*TASK STATEMENT*.
Format everything in the material below, from its first line down to the line containing "<point>14,26</point>", both included, as a JSON list of strings with one string per line and no blank lines. Leave the pictures out.

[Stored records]
* * *

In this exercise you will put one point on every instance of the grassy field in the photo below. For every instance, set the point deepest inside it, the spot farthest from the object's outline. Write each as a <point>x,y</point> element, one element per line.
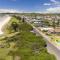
<point>21,44</point>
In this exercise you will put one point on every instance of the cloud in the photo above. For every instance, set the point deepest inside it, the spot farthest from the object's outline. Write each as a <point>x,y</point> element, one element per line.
<point>9,11</point>
<point>53,10</point>
<point>47,4</point>
<point>54,1</point>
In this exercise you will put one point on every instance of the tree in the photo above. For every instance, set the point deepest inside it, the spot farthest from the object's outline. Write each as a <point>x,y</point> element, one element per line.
<point>14,26</point>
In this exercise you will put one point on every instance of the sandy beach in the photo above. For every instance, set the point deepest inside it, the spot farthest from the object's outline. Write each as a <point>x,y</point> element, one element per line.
<point>3,21</point>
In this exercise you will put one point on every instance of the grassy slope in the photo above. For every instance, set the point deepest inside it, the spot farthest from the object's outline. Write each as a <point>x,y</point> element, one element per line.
<point>25,44</point>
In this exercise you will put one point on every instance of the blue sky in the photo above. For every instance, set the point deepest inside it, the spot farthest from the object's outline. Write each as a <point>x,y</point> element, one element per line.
<point>30,5</point>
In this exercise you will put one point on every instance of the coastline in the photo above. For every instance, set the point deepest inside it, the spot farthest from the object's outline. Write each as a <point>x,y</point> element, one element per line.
<point>3,23</point>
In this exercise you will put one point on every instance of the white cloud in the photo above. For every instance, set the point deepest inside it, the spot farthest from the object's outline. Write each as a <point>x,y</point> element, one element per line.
<point>53,1</point>
<point>53,10</point>
<point>9,11</point>
<point>47,4</point>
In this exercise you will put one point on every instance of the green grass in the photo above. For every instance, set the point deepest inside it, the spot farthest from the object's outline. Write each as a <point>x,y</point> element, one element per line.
<point>24,44</point>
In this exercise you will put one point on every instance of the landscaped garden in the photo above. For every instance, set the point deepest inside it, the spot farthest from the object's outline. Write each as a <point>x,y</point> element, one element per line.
<point>21,44</point>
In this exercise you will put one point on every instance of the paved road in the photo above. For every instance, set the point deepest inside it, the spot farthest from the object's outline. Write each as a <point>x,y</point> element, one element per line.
<point>50,46</point>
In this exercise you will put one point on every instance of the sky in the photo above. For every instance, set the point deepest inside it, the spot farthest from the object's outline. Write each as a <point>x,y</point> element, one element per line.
<point>39,6</point>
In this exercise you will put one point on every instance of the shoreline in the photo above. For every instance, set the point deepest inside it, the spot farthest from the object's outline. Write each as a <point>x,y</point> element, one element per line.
<point>5,20</point>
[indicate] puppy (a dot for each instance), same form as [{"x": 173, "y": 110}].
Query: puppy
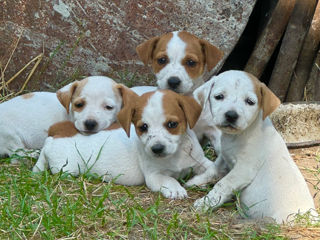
[
  {"x": 260, "y": 165},
  {"x": 181, "y": 62},
  {"x": 25, "y": 120},
  {"x": 92, "y": 103},
  {"x": 160, "y": 149}
]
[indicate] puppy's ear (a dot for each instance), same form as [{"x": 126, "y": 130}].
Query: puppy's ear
[
  {"x": 269, "y": 101},
  {"x": 65, "y": 94},
  {"x": 191, "y": 109},
  {"x": 145, "y": 49},
  {"x": 201, "y": 94},
  {"x": 125, "y": 115},
  {"x": 212, "y": 53}
]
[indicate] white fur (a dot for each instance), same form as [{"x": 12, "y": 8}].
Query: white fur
[
  {"x": 261, "y": 166},
  {"x": 98, "y": 93},
  {"x": 176, "y": 53},
  {"x": 24, "y": 122},
  {"x": 129, "y": 161}
]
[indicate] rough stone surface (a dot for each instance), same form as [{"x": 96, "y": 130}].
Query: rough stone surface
[{"x": 99, "y": 37}]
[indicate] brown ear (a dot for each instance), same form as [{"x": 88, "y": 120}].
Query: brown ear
[
  {"x": 146, "y": 48},
  {"x": 125, "y": 115},
  {"x": 191, "y": 109},
  {"x": 269, "y": 102},
  {"x": 65, "y": 96},
  {"x": 212, "y": 53}
]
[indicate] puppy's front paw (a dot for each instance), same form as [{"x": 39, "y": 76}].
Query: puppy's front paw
[
  {"x": 176, "y": 192},
  {"x": 203, "y": 204}
]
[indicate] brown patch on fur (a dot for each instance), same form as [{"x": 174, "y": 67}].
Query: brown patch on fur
[
  {"x": 27, "y": 95},
  {"x": 66, "y": 97},
  {"x": 76, "y": 99},
  {"x": 62, "y": 130},
  {"x": 173, "y": 103},
  {"x": 152, "y": 49},
  {"x": 125, "y": 115},
  {"x": 113, "y": 126},
  {"x": 267, "y": 100},
  {"x": 141, "y": 103},
  {"x": 193, "y": 52}
]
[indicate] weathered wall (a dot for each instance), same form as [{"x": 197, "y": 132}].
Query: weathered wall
[{"x": 99, "y": 37}]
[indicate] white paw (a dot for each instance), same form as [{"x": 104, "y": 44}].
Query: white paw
[
  {"x": 174, "y": 192},
  {"x": 199, "y": 180},
  {"x": 203, "y": 204}
]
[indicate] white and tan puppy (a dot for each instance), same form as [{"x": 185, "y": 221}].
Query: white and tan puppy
[
  {"x": 160, "y": 149},
  {"x": 92, "y": 103},
  {"x": 260, "y": 165},
  {"x": 25, "y": 120},
  {"x": 181, "y": 61}
]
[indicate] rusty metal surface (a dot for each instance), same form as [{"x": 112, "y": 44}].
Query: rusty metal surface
[{"x": 99, "y": 37}]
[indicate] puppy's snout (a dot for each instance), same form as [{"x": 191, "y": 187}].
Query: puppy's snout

* * *

*TASK ANSWER*.
[
  "In this exercise you will put one point on every instance of the grassy field in the photo below. For every instance, set the point deepest inside it, the spot farthest from the object's outline. Write each as a <point>x,y</point> element, one element per line.",
  "<point>21,44</point>",
  "In this exercise you will put one point on every instance of the cloud in the photo above. For every instance, set the point deepest inside it, the spot farthest from the object's outline. Write each as a <point>x,y</point> element, one element per line.",
  "<point>9,11</point>",
  "<point>53,10</point>",
  "<point>47,4</point>",
  "<point>54,1</point>",
  "In this exercise you will put one point on every instance of the tree in the photo above. For every instance, set the point deepest inside it, the spot farthest from the object's outline. Write each as a <point>x,y</point> element, one element per line.",
  "<point>14,26</point>"
]